-- Start of Task inputs --

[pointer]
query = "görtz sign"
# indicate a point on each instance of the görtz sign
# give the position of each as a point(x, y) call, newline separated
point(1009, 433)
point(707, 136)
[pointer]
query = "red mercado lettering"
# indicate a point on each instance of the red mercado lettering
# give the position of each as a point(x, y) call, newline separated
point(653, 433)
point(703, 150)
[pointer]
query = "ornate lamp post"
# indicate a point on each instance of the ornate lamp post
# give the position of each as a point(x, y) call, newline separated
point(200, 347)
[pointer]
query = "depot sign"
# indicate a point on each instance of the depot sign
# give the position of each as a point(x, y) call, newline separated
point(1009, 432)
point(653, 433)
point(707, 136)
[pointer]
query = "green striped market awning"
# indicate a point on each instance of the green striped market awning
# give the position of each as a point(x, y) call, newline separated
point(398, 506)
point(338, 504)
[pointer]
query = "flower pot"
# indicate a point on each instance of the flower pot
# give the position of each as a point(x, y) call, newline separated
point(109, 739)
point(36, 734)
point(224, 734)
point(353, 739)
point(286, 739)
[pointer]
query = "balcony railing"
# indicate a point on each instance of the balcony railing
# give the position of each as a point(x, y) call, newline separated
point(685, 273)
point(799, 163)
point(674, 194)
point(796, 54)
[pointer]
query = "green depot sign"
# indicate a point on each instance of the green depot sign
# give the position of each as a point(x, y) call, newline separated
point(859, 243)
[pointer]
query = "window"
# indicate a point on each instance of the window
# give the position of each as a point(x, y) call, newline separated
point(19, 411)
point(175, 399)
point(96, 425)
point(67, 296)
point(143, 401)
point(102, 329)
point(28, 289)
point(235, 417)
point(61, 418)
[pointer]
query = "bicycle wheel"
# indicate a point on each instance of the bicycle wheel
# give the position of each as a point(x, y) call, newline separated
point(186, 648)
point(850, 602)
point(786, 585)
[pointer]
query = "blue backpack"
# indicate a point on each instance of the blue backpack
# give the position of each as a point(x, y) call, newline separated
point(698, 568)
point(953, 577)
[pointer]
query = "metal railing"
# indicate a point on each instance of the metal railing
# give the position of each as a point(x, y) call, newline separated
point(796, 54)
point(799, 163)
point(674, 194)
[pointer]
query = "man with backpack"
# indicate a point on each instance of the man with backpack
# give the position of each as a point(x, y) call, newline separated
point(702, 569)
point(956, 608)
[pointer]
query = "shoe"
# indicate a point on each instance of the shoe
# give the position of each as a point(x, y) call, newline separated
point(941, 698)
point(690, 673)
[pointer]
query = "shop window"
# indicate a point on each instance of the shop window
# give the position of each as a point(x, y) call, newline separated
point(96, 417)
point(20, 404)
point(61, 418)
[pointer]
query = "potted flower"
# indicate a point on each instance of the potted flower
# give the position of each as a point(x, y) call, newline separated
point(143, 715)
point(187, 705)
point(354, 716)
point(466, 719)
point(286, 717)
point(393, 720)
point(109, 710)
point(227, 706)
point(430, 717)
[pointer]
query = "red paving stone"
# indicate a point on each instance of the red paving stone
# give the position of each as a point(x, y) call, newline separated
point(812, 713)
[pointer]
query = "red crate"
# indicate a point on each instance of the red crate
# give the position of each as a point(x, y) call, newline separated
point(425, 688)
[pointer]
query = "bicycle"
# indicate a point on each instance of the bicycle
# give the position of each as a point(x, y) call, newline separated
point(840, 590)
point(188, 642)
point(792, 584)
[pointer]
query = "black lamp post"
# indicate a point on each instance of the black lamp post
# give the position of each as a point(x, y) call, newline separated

-- End of Task inputs --

Transcribe all of the lines in the records precisely.

▶ _Output of the task_:
[pointer]
query = "görtz sign"
# indicate a point on each instance of the görtz sign
# give the position of each as a point(x, y) call, newline separated
point(1009, 433)
point(707, 136)
[pointer]
query = "red mercado lettering"
# indicate a point on each instance of the red mercado lettering
# give the position of each as a point(x, y) call, newline separated
point(653, 433)
point(703, 150)
[pointer]
query = "ornate lamp post"
# indicate a point on each instance of the ornate lamp post
# give the position of each as a point(x, y) call, newline separated
point(200, 347)
[pointer]
query = "depot sign"
# indicate a point on each instance of the depot sign
# give the position of each as a point(x, y) call, newline separated
point(1009, 432)
point(653, 433)
point(707, 136)
[pointer]
query = "green striped market awning"
# indicate a point on each instance of the green striped market awning
# give the position of each as a point(x, y) call, newline separated
point(398, 506)
point(338, 504)
[pointer]
query = "flower pot"
# indicate a point on each instance of the flower pot
# give the position of each as a point(x, y) call, newline separated
point(109, 739)
point(36, 734)
point(224, 734)
point(353, 739)
point(286, 739)
[pointer]
query = "balcony railing"
# indicate a point on each instance of the balcony railing
# give the position of each as a point(x, y) call, newline separated
point(685, 273)
point(799, 163)
point(674, 194)
point(796, 54)
[pointer]
query = "green depot sign"
# indicate a point on each instance of the green depot sign
# give the position of each as a point(x, y) call, newline separated
point(859, 243)
[pointer]
query = "window"
# indicate a point on each instance of the window
# give the position of each as a point(x, y) call, newline separated
point(19, 411)
point(175, 399)
point(96, 425)
point(67, 296)
point(143, 401)
point(102, 329)
point(28, 289)
point(235, 417)
point(61, 418)
[pointer]
query = "bicycle wheel"
# indicate a point on each instance of the bicycle wheel
# give the position of each as a point(x, y) call, newline separated
point(186, 648)
point(850, 602)
point(786, 585)
[pointer]
query = "blue backpack"
# indicate a point on each instance of the blue backpack
# give the position of each as a point(x, y) call, newline separated
point(698, 568)
point(953, 577)
[pointer]
query = "metal railing"
# indicate a point on each instance of the metal railing
# give the position of each as a point(x, y) call, newline separated
point(796, 54)
point(799, 163)
point(674, 194)
[pointer]
query = "man with backpack"
# indicate a point on each instance of the man with backpack
# give the position of each as a point(x, y) call, newline separated
point(702, 569)
point(956, 608)
[pointer]
query = "shoe"
# indicate a point on each instance of the shoe
# give the position of each as a point(x, y) call, newline separated
point(941, 698)
point(690, 673)
[pointer]
query = "shop window"
# indicate a point on each instance of the shop window
# give the position of each as a point(x, y) call, newline separated
point(96, 417)
point(20, 404)
point(61, 418)
[pointer]
query = "potted flower"
# indicate a point on each instance of the potted flower
# give the position of each as a point(x, y) call, newline separated
point(143, 715)
point(187, 705)
point(354, 716)
point(466, 719)
point(286, 717)
point(393, 720)
point(109, 710)
point(227, 706)
point(430, 717)
[pointer]
query = "red paving stone"
# indicate a point on each instance of the red paving stone
# give the position of each as a point(x, y) call, newline separated
point(812, 713)
[pointer]
query = "red crate"
# indicate a point on each instance of the red crate
# give the position of each as a point(x, y) call, newline separated
point(425, 688)
[pointer]
query = "bicycle"
# indicate a point on each instance of the bicycle
# give the position of each as a point(x, y) call, newline separated
point(840, 590)
point(188, 642)
point(792, 584)
[pointer]
query = "black lamp post"
# indicate a point on each instance of the black lamp post
# give the position of each as a point(x, y) call, newline separated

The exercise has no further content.